■ WORK ORDER
In the listing below, count the lines containing the string "every". Reply with that number only.

■ GIVEN RECORDS
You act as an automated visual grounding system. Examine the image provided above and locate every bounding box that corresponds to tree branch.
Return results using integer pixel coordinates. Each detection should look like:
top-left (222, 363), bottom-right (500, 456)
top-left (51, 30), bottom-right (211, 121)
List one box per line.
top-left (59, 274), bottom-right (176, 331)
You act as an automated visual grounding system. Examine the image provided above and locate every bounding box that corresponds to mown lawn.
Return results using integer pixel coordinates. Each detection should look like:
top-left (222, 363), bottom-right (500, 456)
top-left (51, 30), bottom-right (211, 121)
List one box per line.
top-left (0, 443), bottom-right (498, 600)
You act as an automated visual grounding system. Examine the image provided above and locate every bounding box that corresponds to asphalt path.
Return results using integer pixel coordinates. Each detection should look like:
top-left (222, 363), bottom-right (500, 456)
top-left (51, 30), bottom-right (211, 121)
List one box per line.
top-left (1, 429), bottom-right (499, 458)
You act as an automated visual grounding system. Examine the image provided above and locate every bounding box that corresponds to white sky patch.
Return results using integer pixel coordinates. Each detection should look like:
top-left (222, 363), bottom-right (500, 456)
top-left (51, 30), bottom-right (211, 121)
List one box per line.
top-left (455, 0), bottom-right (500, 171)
...
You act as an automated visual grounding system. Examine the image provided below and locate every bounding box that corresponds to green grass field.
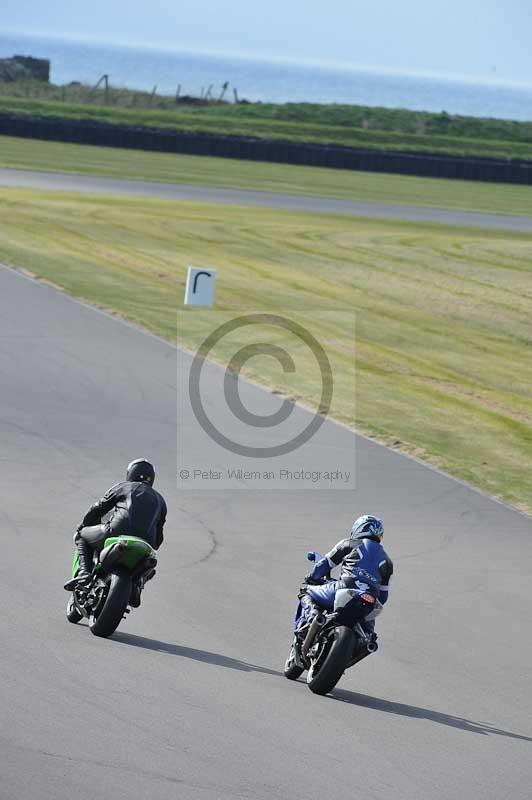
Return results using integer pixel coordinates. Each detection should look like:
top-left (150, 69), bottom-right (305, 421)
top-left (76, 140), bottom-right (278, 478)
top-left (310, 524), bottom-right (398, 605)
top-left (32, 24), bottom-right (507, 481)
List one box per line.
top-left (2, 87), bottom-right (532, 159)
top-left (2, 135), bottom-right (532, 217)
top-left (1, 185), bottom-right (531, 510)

■ RESULT OF THIS TASK
5